#### EXERCISE PROMPT:
How many lines in the material below contain the string "trim"? Case counts, and the reply should be the number alone.

Items from a dataset:

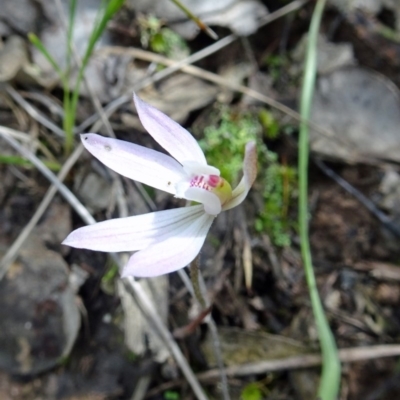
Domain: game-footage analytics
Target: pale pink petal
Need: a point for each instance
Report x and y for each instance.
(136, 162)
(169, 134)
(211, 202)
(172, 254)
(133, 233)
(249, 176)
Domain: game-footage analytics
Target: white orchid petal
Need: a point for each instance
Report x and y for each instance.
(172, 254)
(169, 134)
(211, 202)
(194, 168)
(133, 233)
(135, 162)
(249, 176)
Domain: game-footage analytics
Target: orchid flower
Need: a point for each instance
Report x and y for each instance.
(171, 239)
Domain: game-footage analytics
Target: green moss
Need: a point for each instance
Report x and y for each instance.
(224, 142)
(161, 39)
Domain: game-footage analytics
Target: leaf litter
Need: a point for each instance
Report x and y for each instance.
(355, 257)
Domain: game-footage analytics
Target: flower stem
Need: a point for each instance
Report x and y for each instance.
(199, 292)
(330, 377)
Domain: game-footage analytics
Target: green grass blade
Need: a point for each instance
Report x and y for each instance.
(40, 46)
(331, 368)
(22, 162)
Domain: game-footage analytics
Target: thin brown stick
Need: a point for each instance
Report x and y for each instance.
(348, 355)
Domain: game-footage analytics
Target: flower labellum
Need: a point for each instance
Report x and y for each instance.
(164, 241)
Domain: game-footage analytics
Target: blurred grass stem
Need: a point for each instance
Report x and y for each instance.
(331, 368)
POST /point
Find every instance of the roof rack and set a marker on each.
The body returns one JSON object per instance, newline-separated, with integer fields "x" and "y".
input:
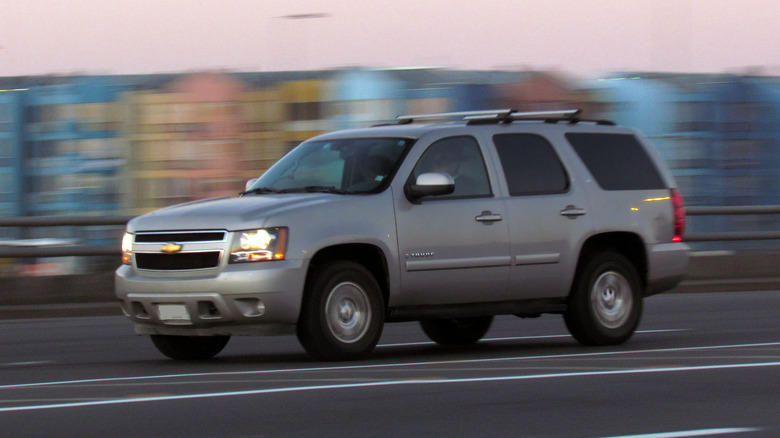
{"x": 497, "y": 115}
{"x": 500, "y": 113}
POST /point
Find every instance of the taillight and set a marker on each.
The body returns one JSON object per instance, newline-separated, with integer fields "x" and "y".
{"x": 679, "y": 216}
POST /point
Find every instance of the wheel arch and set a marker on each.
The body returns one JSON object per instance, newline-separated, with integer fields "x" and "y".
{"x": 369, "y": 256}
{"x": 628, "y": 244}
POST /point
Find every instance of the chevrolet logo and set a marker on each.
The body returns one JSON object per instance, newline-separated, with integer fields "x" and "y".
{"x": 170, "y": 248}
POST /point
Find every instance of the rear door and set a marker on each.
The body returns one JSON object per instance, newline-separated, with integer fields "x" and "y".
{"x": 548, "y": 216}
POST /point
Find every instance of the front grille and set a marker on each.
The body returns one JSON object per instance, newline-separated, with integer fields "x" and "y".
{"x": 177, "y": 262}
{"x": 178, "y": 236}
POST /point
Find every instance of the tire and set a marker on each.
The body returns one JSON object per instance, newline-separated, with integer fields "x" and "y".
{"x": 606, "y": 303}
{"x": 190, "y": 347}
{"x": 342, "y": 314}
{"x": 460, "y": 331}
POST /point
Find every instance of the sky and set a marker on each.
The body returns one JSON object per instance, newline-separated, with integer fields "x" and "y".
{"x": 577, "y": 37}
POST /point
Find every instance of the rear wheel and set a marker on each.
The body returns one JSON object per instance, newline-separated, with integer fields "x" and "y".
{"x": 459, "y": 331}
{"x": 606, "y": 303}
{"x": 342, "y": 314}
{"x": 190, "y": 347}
...
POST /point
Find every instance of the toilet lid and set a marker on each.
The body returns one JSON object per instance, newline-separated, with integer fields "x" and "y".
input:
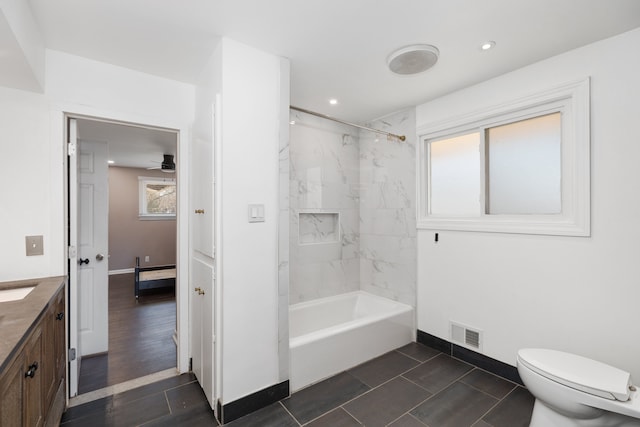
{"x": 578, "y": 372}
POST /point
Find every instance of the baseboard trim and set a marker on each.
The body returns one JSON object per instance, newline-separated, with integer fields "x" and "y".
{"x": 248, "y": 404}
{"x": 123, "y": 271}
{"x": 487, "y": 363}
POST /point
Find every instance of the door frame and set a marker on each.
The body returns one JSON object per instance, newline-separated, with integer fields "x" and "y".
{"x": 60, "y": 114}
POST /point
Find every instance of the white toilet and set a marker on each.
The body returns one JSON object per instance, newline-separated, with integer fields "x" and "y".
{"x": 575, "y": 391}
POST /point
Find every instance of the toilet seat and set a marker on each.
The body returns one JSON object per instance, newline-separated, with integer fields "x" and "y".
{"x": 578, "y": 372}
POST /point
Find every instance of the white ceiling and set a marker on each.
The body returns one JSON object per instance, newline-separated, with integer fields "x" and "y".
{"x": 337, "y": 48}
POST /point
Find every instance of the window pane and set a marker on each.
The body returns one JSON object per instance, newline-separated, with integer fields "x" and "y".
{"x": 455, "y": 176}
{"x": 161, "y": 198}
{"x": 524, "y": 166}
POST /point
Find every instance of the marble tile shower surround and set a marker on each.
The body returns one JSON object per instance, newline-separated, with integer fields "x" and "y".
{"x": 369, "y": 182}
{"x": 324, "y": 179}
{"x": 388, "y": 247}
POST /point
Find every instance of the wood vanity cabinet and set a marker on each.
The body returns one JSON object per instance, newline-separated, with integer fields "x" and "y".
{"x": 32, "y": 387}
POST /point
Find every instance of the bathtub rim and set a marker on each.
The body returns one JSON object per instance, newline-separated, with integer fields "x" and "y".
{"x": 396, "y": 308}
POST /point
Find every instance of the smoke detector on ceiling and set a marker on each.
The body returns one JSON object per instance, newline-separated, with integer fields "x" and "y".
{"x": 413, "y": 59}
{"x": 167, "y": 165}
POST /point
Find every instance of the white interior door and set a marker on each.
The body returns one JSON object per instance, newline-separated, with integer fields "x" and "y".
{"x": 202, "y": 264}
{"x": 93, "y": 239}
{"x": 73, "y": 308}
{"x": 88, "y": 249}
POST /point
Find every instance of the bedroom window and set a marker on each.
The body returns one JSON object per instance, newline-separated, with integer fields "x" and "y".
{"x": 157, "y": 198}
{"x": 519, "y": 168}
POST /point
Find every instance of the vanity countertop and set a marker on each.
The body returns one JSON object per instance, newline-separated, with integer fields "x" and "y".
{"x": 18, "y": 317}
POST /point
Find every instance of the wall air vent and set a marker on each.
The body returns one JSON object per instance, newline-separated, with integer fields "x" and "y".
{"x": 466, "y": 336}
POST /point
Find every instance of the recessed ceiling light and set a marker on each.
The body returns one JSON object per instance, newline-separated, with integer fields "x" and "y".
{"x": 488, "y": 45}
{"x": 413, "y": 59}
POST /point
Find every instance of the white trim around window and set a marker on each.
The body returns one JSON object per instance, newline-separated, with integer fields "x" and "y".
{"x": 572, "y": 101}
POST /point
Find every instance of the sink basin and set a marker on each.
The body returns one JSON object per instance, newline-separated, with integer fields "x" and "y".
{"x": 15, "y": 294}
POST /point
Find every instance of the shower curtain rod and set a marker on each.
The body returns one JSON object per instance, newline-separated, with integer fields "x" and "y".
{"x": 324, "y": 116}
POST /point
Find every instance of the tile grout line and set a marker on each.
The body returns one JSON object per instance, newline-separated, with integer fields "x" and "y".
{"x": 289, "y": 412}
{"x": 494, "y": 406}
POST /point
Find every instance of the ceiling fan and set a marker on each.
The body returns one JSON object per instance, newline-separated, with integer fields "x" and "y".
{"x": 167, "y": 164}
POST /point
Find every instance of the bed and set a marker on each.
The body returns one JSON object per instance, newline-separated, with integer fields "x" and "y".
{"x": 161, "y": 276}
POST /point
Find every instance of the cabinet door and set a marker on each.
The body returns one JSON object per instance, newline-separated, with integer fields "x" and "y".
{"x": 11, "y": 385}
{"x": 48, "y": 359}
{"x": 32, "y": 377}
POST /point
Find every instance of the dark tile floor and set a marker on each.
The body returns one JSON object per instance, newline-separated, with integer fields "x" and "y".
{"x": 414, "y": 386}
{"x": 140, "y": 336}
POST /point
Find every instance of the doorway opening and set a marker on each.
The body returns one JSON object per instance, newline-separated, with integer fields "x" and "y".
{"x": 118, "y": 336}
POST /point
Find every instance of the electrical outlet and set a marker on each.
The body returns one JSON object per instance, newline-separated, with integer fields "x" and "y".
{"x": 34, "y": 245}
* * *
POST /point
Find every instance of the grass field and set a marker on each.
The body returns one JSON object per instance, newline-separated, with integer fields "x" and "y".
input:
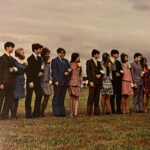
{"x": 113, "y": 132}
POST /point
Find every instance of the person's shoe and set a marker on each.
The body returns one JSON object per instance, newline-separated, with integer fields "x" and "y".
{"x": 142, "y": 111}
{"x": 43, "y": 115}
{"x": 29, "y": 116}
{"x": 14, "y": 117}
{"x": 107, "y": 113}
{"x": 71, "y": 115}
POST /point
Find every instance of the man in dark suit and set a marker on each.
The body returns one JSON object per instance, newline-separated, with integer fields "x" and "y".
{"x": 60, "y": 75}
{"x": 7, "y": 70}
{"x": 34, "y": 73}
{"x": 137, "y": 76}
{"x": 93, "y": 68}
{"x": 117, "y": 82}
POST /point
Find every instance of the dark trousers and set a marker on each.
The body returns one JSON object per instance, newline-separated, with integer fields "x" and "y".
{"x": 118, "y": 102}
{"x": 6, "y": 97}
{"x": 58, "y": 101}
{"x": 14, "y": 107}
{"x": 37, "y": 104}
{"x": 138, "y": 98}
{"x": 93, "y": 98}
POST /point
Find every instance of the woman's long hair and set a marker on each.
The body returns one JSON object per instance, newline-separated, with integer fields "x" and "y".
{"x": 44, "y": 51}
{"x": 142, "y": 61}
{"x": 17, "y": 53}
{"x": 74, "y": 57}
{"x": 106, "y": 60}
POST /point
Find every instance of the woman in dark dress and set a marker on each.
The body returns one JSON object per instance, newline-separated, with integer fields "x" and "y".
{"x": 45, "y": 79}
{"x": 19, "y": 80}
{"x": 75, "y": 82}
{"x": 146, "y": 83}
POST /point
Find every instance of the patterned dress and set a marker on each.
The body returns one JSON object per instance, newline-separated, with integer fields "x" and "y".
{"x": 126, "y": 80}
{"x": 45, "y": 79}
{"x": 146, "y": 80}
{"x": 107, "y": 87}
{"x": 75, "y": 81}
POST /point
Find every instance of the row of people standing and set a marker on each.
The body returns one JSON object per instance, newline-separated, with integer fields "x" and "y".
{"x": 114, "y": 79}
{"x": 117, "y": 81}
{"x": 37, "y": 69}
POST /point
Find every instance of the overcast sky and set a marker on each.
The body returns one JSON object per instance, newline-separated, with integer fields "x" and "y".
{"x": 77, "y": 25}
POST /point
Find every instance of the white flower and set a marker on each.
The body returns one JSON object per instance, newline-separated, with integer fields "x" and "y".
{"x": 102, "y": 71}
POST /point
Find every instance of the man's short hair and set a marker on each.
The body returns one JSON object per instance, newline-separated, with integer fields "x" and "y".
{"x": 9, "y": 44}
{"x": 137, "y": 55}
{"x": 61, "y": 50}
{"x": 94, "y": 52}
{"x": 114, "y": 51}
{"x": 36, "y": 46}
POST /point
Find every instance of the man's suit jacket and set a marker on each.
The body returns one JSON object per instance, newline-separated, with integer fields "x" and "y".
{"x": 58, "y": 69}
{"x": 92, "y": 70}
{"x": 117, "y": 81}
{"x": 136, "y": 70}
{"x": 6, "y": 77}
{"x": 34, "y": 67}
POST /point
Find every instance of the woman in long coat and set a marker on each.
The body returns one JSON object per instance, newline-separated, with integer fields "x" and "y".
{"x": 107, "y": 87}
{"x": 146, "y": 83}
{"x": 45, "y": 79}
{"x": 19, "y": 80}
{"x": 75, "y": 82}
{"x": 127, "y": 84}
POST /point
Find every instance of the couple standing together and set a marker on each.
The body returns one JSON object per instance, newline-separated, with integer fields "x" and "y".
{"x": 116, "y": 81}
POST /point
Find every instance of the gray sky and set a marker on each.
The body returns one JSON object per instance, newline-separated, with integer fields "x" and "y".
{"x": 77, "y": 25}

#### FULL ANSWER:
2